======== Data to use

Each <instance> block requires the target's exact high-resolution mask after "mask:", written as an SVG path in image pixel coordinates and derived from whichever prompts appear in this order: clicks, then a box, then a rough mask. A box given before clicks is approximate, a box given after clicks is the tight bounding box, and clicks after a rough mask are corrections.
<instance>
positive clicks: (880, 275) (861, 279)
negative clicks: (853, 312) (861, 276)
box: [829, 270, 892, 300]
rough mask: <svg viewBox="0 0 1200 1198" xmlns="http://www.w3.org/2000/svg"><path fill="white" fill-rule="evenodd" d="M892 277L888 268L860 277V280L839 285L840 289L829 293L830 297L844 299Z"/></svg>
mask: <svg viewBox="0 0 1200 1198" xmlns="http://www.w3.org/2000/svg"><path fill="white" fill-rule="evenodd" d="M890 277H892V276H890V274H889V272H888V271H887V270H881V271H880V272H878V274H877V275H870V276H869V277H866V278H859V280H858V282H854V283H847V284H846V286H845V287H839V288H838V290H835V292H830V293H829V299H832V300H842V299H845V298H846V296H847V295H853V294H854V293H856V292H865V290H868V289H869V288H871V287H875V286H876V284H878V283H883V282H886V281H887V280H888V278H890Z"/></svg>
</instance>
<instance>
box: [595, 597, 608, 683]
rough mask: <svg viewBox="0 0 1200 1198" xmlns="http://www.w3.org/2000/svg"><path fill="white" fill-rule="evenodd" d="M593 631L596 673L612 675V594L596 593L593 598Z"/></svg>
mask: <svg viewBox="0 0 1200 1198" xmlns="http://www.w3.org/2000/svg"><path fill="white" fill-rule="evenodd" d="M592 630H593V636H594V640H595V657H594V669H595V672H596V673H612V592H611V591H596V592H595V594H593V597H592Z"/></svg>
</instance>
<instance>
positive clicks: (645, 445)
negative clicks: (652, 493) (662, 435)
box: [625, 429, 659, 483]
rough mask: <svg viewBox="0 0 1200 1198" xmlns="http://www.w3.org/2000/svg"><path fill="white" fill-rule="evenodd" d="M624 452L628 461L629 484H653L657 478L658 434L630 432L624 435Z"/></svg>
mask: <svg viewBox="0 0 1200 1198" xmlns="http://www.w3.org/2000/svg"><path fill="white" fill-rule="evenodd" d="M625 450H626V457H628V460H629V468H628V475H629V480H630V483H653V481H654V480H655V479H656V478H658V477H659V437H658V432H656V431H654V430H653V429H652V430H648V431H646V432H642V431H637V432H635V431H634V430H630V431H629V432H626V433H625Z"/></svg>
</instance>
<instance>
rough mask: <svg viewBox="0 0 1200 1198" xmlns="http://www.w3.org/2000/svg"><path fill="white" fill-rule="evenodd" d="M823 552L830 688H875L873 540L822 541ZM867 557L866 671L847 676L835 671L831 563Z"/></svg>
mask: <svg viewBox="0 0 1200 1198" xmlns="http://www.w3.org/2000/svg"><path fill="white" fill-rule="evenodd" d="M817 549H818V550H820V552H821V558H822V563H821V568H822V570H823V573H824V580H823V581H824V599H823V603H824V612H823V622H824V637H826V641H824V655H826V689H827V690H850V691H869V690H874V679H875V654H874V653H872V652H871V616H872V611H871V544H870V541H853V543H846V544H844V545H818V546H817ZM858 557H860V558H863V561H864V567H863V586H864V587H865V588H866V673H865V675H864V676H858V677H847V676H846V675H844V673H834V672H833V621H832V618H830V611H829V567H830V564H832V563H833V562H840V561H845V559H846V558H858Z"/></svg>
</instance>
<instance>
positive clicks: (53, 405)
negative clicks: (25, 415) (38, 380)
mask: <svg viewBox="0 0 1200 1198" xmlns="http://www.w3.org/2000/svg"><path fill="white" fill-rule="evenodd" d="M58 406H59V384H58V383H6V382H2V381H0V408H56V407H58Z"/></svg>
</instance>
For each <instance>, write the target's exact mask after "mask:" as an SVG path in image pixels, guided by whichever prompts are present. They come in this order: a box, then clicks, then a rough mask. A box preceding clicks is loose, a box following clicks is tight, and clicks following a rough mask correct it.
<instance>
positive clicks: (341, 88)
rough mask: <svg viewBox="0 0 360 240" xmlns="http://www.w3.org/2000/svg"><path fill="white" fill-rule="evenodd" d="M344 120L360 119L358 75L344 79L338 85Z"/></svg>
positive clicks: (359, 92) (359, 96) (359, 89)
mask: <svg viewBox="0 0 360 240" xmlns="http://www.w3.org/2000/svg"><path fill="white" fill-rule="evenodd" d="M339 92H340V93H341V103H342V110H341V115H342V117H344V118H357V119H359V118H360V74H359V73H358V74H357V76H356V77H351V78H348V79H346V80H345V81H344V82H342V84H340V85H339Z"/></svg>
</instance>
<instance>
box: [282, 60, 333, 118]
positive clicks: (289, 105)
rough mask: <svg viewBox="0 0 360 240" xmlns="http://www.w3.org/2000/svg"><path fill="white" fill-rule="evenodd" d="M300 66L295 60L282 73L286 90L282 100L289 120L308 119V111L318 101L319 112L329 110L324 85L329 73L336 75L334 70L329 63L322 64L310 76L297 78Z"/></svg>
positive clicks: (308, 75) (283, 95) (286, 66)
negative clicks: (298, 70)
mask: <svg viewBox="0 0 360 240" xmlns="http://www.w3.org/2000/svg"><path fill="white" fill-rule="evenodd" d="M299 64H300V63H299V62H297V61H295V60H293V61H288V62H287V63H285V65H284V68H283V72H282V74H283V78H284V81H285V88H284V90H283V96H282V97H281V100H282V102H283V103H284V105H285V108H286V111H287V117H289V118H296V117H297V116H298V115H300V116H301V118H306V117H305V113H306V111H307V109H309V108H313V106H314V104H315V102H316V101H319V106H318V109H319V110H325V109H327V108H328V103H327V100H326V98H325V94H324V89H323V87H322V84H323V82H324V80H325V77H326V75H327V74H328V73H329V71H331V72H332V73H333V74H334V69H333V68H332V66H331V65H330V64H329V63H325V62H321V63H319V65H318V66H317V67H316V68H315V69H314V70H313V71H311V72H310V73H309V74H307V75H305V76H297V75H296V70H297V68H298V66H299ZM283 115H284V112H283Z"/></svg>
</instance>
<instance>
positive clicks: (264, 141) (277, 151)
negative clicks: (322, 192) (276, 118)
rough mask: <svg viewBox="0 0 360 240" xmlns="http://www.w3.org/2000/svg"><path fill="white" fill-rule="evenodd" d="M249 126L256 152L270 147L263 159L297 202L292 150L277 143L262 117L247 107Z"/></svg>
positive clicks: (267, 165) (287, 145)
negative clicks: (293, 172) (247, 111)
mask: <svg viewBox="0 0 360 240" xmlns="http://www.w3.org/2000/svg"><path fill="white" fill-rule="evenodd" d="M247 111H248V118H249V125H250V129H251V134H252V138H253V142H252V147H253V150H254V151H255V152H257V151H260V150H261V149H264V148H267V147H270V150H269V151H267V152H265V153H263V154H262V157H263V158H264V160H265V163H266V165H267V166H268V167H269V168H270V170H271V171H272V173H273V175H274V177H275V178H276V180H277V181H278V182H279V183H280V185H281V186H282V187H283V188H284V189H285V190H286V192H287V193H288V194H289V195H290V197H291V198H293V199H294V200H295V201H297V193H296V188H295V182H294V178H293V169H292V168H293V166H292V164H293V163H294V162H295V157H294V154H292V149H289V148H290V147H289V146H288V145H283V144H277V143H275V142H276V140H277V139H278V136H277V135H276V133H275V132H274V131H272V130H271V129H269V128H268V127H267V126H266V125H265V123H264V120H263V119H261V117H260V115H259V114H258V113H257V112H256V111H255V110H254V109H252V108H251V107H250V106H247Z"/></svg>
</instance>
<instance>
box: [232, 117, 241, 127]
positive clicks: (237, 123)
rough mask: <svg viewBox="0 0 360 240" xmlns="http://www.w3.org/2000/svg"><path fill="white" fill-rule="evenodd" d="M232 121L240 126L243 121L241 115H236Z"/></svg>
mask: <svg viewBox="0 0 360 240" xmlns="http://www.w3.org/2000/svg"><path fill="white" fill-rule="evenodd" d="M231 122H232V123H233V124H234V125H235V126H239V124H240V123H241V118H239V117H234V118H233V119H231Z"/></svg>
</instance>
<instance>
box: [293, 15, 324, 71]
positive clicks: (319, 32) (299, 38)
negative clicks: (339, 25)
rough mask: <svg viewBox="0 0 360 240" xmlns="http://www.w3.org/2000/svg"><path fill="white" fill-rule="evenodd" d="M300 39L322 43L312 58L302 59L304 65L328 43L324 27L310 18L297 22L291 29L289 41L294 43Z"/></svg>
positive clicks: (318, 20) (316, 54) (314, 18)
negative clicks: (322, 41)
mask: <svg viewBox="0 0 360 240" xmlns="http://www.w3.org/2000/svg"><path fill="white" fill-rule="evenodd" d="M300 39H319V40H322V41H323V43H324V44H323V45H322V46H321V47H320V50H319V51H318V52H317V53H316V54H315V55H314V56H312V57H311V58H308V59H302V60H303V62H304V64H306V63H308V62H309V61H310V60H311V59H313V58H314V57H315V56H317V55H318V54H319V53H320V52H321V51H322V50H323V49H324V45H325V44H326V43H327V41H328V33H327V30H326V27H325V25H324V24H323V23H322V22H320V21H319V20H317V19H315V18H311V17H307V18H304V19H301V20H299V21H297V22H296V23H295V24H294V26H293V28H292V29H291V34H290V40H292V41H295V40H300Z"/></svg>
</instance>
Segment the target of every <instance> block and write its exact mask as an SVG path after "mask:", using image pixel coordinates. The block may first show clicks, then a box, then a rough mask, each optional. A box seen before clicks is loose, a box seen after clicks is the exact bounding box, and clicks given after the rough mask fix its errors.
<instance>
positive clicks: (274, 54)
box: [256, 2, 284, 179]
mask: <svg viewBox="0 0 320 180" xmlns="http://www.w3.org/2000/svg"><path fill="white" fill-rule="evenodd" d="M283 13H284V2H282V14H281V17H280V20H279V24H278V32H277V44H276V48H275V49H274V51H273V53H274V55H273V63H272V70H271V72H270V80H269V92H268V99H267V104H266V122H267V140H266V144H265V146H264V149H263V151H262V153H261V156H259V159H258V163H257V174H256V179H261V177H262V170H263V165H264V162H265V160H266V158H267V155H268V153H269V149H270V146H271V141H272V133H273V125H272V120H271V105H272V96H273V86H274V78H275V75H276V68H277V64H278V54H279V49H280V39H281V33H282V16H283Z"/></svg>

================

Directions for this task – Set down the lines of the records exactly, from the first one through the line containing "box: [829, 270, 892, 300]", and add nothing else.

Final answer –
Each <instance> block requires the target's exact high-resolution mask after "mask:", written as an SVG path in image pixel coordinates and derived from whichever prompts appear in this order: clicks, then a box, then a rough mask. A box given before clicks is approximate, a box given after clicks is the tight bounding box, and clicks after a rough mask are corrections.
<instance>
positive clicks: (880, 275) (861, 279)
negative clicks: (853, 312) (861, 276)
box: [829, 270, 892, 300]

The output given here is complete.